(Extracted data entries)
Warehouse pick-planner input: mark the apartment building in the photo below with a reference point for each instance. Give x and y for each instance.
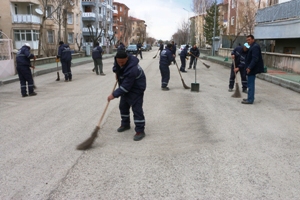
(138, 28)
(97, 21)
(279, 25)
(21, 21)
(121, 25)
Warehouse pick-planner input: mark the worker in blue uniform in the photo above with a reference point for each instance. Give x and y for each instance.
(166, 57)
(132, 84)
(23, 68)
(65, 56)
(183, 56)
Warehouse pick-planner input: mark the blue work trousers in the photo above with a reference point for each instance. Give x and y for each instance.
(251, 88)
(165, 75)
(136, 105)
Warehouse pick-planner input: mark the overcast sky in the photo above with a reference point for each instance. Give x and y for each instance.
(163, 17)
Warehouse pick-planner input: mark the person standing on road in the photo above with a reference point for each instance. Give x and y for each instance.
(65, 56)
(239, 55)
(183, 55)
(139, 49)
(121, 47)
(254, 65)
(166, 57)
(194, 52)
(97, 57)
(132, 85)
(23, 68)
(161, 47)
(174, 51)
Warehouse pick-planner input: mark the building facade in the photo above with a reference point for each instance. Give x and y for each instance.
(138, 30)
(97, 22)
(21, 20)
(121, 25)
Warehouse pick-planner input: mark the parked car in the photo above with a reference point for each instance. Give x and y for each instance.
(182, 47)
(132, 49)
(146, 47)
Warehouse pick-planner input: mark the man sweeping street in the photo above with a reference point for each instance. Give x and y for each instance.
(239, 55)
(65, 56)
(24, 72)
(132, 84)
(166, 57)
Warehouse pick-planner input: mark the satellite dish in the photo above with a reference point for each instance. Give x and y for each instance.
(39, 11)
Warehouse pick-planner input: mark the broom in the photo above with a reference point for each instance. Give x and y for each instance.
(57, 60)
(156, 54)
(34, 87)
(206, 65)
(184, 85)
(237, 93)
(88, 143)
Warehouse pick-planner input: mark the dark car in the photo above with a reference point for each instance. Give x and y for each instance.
(146, 47)
(131, 49)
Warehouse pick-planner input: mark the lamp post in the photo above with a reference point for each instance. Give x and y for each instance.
(214, 34)
(188, 26)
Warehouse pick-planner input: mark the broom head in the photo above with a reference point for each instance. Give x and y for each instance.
(237, 93)
(206, 65)
(88, 143)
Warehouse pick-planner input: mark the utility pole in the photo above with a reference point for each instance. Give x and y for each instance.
(214, 34)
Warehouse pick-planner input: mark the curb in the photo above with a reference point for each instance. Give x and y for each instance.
(49, 70)
(266, 77)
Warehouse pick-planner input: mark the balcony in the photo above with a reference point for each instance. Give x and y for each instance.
(88, 16)
(28, 19)
(85, 31)
(88, 3)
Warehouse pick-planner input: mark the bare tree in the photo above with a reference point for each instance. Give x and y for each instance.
(200, 6)
(49, 8)
(245, 16)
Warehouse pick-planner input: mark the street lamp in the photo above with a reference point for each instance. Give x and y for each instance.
(214, 34)
(188, 25)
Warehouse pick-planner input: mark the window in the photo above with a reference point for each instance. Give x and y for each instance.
(49, 12)
(26, 35)
(70, 38)
(50, 34)
(70, 18)
(16, 9)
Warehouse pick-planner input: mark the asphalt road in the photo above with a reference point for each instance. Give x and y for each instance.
(198, 145)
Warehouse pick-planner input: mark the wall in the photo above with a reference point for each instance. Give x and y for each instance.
(280, 44)
(285, 62)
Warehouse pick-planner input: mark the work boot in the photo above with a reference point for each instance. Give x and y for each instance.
(138, 136)
(123, 128)
(32, 94)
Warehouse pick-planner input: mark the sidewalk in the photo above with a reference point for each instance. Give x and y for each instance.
(276, 76)
(52, 67)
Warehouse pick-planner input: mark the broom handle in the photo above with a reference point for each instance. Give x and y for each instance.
(102, 116)
(234, 72)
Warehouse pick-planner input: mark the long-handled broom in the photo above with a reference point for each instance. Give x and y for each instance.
(57, 60)
(88, 143)
(237, 93)
(33, 75)
(206, 65)
(184, 85)
(156, 54)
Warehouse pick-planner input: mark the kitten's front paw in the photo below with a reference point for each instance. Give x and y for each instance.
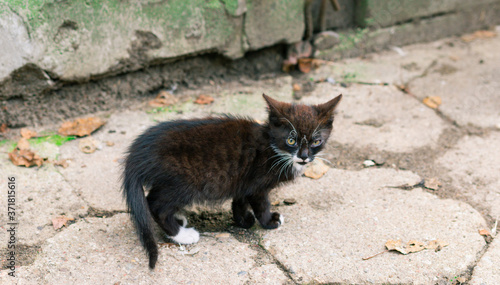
(245, 222)
(186, 236)
(276, 221)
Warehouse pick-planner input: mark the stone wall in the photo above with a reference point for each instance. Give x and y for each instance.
(48, 47)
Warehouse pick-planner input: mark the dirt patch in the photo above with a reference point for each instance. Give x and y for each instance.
(25, 255)
(63, 100)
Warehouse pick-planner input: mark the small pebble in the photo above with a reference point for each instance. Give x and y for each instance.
(368, 163)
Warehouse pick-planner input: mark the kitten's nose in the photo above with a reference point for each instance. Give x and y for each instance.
(304, 154)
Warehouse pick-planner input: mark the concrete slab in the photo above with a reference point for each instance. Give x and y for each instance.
(42, 194)
(347, 215)
(111, 245)
(386, 123)
(96, 176)
(474, 164)
(487, 270)
(467, 79)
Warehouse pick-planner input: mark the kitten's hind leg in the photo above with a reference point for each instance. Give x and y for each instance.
(241, 215)
(261, 208)
(172, 223)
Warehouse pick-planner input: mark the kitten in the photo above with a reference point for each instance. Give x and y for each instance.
(218, 158)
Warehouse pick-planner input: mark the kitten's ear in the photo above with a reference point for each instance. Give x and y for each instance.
(276, 110)
(326, 109)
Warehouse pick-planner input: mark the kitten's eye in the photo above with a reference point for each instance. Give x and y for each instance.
(317, 143)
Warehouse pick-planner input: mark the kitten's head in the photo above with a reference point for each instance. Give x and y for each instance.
(298, 132)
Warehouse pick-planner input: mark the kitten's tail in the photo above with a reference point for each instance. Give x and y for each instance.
(139, 210)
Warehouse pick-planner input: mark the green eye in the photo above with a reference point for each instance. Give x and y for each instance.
(317, 143)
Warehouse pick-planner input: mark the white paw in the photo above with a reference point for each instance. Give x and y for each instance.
(186, 236)
(182, 218)
(282, 219)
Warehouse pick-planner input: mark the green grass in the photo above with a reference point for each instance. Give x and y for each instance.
(54, 139)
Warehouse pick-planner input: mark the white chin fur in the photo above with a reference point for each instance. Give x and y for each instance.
(182, 218)
(186, 236)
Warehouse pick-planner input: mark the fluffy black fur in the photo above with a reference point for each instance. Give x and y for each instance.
(213, 159)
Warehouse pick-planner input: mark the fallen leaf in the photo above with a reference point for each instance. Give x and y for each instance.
(163, 98)
(432, 184)
(27, 134)
(3, 128)
(25, 157)
(483, 34)
(62, 163)
(432, 101)
(307, 64)
(368, 163)
(414, 246)
(23, 144)
(317, 169)
(61, 221)
(81, 127)
(88, 145)
(204, 99)
(396, 245)
(436, 245)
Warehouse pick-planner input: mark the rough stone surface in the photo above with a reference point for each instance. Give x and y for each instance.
(111, 246)
(487, 270)
(269, 22)
(346, 216)
(387, 12)
(96, 176)
(473, 166)
(62, 39)
(42, 194)
(361, 41)
(385, 124)
(466, 100)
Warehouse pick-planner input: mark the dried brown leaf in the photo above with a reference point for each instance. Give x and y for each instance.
(436, 245)
(88, 145)
(61, 221)
(204, 99)
(25, 157)
(414, 246)
(62, 163)
(23, 144)
(396, 245)
(432, 101)
(317, 169)
(485, 232)
(81, 127)
(27, 134)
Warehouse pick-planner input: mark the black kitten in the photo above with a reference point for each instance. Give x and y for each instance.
(213, 159)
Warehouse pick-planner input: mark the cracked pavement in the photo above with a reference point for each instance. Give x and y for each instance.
(338, 220)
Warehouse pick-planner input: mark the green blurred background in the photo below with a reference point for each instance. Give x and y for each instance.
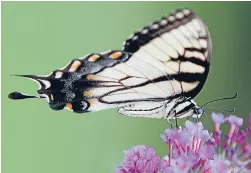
(38, 37)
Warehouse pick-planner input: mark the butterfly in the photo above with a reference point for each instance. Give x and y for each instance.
(159, 71)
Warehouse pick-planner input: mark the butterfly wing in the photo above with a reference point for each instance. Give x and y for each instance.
(165, 60)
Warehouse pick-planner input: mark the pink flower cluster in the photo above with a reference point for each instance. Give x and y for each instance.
(193, 149)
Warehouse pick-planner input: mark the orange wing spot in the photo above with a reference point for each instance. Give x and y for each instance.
(91, 77)
(58, 74)
(68, 106)
(92, 102)
(93, 58)
(75, 66)
(116, 55)
(87, 93)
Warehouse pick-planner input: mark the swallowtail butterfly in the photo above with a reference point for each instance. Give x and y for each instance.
(160, 69)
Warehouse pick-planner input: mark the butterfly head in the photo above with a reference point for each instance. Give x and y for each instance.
(198, 111)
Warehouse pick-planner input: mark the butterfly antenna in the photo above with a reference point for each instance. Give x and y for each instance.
(224, 98)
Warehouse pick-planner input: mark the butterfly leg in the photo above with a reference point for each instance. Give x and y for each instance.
(171, 123)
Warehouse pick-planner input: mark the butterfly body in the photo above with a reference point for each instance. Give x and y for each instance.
(157, 74)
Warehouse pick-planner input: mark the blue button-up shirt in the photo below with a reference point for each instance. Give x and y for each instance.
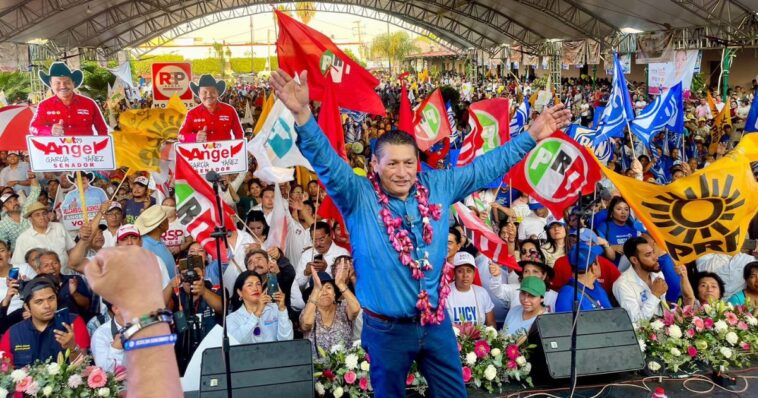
(384, 285)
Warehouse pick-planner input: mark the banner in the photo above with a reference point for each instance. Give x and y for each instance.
(71, 153)
(667, 74)
(169, 79)
(223, 157)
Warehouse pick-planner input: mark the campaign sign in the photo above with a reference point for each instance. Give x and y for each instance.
(169, 79)
(223, 157)
(82, 153)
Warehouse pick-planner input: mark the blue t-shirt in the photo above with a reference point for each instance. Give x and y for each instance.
(597, 300)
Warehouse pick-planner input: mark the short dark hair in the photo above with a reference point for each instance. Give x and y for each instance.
(630, 246)
(394, 137)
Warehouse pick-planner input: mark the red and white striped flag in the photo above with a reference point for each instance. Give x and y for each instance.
(484, 239)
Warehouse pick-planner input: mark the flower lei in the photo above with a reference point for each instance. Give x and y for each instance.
(400, 240)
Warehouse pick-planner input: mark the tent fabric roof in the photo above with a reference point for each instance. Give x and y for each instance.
(485, 24)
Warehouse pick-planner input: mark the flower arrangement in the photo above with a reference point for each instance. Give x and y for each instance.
(717, 335)
(60, 379)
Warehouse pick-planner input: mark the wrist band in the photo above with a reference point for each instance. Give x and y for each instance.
(137, 324)
(148, 342)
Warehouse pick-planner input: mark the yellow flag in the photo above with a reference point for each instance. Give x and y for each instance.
(707, 212)
(267, 105)
(143, 132)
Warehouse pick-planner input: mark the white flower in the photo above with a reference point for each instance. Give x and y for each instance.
(732, 338)
(18, 375)
(351, 361)
(675, 332)
(726, 352)
(657, 325)
(490, 372)
(53, 369)
(471, 358)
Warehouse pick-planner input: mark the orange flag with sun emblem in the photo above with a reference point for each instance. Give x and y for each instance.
(706, 212)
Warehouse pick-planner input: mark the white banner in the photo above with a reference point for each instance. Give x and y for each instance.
(223, 157)
(71, 153)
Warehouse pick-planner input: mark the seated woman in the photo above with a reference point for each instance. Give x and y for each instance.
(522, 317)
(258, 317)
(749, 295)
(330, 309)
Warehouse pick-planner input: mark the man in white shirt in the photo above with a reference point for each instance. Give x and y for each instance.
(321, 255)
(468, 303)
(640, 289)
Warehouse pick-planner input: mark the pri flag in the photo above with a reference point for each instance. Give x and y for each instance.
(430, 123)
(706, 212)
(556, 172)
(299, 48)
(196, 207)
(484, 239)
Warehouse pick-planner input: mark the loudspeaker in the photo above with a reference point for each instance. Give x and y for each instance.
(605, 343)
(278, 369)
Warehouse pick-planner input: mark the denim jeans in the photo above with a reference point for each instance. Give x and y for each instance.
(393, 347)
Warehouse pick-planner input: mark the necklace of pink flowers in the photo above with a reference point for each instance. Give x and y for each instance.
(401, 241)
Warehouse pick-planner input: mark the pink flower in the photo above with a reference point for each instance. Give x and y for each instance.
(22, 385)
(97, 378)
(512, 352)
(466, 374)
(481, 348)
(731, 318)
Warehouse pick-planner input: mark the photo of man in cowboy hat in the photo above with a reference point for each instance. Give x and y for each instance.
(212, 120)
(66, 113)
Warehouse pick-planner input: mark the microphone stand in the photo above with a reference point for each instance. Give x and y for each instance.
(219, 234)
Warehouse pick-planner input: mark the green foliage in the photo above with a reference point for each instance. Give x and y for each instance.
(15, 84)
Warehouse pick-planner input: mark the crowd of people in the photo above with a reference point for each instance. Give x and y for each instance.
(310, 289)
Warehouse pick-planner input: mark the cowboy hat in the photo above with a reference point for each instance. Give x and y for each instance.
(60, 69)
(208, 81)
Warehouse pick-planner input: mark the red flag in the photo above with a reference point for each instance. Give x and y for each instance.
(299, 48)
(430, 123)
(489, 121)
(331, 123)
(555, 172)
(484, 239)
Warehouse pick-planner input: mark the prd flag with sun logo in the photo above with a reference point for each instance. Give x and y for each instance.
(707, 212)
(430, 123)
(556, 172)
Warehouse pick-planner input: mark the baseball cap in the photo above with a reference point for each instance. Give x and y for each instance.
(126, 230)
(464, 258)
(534, 286)
(584, 254)
(142, 180)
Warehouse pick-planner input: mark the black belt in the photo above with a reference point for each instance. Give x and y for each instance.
(411, 319)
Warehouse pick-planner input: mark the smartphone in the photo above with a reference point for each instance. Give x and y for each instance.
(272, 284)
(62, 316)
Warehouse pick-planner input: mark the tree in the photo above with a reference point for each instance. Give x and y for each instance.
(305, 11)
(395, 46)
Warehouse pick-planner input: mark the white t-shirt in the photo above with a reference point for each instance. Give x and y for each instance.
(469, 307)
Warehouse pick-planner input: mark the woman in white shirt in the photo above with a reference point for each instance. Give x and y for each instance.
(260, 318)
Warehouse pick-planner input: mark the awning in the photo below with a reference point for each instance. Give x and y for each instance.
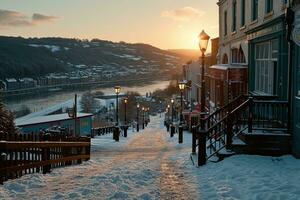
(245, 48)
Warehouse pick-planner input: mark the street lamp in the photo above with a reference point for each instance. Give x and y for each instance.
(125, 116)
(168, 108)
(137, 117)
(117, 91)
(172, 101)
(181, 87)
(203, 42)
(143, 112)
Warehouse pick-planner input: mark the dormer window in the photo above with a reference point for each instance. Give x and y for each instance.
(269, 6)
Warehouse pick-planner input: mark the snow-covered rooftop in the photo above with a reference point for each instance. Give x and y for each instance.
(49, 118)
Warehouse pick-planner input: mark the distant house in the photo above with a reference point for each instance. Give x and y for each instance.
(2, 85)
(12, 84)
(36, 124)
(26, 83)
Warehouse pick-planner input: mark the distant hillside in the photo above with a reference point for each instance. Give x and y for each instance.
(33, 57)
(189, 54)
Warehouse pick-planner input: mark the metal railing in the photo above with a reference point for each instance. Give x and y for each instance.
(252, 113)
(33, 156)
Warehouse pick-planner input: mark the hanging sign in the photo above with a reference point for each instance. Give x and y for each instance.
(296, 36)
(296, 31)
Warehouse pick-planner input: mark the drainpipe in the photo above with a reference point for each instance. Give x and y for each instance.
(289, 17)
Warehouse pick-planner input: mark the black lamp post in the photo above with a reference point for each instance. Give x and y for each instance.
(172, 101)
(168, 112)
(181, 87)
(117, 90)
(116, 131)
(203, 42)
(125, 116)
(180, 130)
(137, 117)
(143, 115)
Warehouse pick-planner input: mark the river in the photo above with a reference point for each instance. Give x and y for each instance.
(36, 103)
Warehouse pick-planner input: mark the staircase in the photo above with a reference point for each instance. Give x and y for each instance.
(248, 124)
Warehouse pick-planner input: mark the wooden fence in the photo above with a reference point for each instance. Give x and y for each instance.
(24, 154)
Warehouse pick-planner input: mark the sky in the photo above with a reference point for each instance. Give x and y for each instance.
(167, 24)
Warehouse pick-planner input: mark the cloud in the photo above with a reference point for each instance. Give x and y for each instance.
(36, 17)
(16, 19)
(182, 14)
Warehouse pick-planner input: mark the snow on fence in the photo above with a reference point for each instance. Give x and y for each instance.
(24, 154)
(102, 130)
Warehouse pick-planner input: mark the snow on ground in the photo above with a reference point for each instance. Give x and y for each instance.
(151, 165)
(52, 48)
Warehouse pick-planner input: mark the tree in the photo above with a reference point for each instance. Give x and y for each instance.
(131, 107)
(88, 103)
(7, 124)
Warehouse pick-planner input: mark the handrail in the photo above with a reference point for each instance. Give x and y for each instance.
(23, 157)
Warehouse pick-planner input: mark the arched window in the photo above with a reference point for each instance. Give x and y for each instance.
(225, 59)
(237, 55)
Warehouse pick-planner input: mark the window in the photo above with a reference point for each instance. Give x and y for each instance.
(233, 16)
(225, 23)
(243, 9)
(254, 10)
(225, 59)
(265, 65)
(237, 56)
(269, 6)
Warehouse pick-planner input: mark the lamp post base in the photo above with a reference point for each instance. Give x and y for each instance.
(180, 135)
(172, 130)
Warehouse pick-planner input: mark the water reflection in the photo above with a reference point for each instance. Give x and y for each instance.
(36, 103)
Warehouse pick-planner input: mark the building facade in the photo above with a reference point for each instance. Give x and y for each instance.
(252, 34)
(37, 124)
(296, 79)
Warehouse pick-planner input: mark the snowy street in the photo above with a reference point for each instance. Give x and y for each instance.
(151, 165)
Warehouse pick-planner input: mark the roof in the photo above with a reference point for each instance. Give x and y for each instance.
(228, 66)
(48, 118)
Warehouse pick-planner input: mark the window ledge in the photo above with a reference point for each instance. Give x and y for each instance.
(243, 27)
(269, 14)
(254, 22)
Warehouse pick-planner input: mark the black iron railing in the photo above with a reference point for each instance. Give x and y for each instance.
(245, 113)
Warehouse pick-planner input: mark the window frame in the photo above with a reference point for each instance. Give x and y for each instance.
(225, 23)
(234, 18)
(254, 11)
(269, 6)
(243, 15)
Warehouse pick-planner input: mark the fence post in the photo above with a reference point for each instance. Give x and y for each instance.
(125, 130)
(46, 157)
(250, 117)
(229, 134)
(172, 130)
(201, 147)
(88, 150)
(180, 134)
(194, 140)
(3, 173)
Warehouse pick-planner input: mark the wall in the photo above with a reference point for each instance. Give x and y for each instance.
(85, 126)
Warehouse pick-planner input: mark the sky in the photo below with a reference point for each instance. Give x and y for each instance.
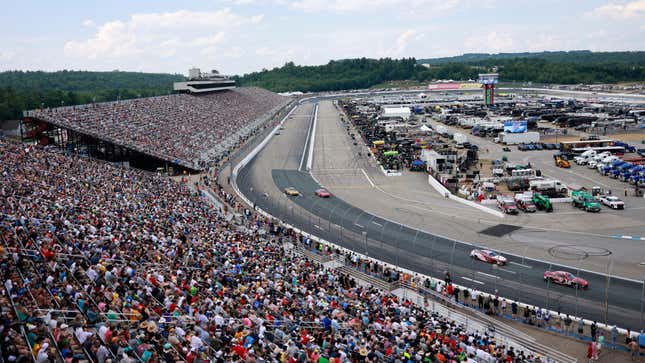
(241, 36)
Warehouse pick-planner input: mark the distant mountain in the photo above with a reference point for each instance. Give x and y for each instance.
(574, 56)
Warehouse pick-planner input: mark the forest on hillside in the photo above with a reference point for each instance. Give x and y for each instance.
(547, 67)
(28, 90)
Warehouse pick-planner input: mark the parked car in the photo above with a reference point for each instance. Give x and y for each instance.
(565, 278)
(291, 191)
(507, 206)
(488, 256)
(612, 202)
(323, 193)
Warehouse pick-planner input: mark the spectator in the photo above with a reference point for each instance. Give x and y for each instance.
(170, 278)
(567, 324)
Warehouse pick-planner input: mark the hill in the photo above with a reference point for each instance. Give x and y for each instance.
(335, 75)
(27, 90)
(574, 56)
(545, 67)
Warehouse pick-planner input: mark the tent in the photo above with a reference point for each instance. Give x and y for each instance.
(425, 128)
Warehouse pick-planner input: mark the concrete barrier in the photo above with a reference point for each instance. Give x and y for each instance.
(444, 191)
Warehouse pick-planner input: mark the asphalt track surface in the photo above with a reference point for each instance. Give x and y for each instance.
(615, 300)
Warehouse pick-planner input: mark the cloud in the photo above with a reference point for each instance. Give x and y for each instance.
(209, 40)
(371, 5)
(492, 42)
(629, 10)
(158, 34)
(282, 54)
(7, 55)
(403, 39)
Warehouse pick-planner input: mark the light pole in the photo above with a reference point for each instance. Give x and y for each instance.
(342, 222)
(330, 213)
(642, 297)
(313, 208)
(364, 233)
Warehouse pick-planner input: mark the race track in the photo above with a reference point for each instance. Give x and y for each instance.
(611, 299)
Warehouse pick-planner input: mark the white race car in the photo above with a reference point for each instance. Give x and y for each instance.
(612, 202)
(488, 256)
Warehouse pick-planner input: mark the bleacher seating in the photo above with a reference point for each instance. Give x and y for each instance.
(192, 130)
(105, 263)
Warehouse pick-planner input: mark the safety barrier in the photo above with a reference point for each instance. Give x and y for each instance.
(444, 191)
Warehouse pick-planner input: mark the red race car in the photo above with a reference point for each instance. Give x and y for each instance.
(488, 256)
(565, 278)
(323, 193)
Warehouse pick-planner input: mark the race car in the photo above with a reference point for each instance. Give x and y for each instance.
(323, 193)
(488, 256)
(507, 206)
(565, 278)
(291, 191)
(612, 202)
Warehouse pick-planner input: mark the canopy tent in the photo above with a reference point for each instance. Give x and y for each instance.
(425, 128)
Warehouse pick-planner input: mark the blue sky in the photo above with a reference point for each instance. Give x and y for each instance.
(239, 36)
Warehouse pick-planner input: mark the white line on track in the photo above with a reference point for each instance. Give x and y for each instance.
(487, 275)
(475, 281)
(368, 178)
(521, 265)
(304, 150)
(505, 270)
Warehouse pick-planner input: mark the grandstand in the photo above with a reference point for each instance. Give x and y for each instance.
(174, 132)
(101, 262)
(199, 82)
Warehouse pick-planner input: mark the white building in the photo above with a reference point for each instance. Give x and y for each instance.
(394, 112)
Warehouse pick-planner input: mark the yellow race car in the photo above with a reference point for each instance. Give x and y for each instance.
(291, 191)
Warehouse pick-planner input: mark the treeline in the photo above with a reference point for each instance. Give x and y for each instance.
(335, 75)
(28, 90)
(574, 56)
(547, 67)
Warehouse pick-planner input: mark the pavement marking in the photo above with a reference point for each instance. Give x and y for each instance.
(488, 275)
(505, 270)
(368, 178)
(635, 238)
(304, 150)
(520, 264)
(475, 281)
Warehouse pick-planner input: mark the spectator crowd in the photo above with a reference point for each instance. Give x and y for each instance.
(108, 264)
(192, 130)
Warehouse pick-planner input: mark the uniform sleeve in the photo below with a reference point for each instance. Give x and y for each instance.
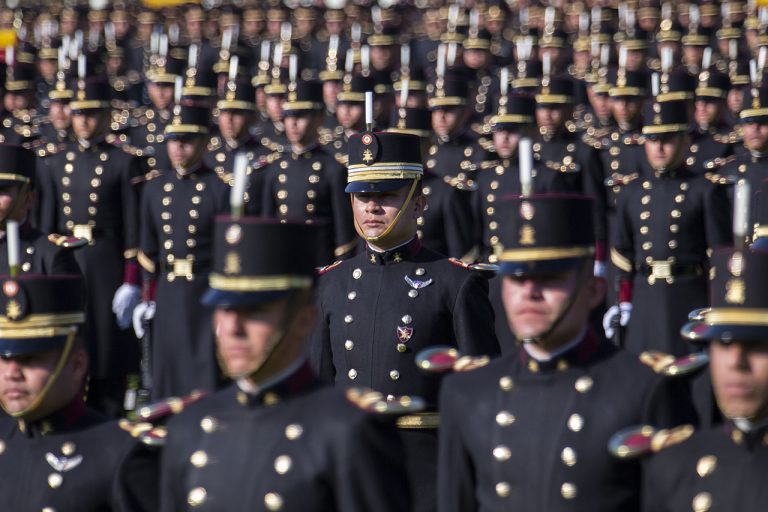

--- To be done ---
Pick out every line in the items above that contains the word "tent", and copy each one in full.

--- Exercise result ---
Warehouse pick-planner input: mark the tent fabric roof in the photo above with a reference point for each instance. Give x and y for each instance.
Warehouse pick-planner input: mark the tent in the photo above with a reference point for each instance. Give x and y for each instance.
Warehouse pick-planner input: mark the canopy tent in the photo above with a reference point for each instance. Give x and y for each instance.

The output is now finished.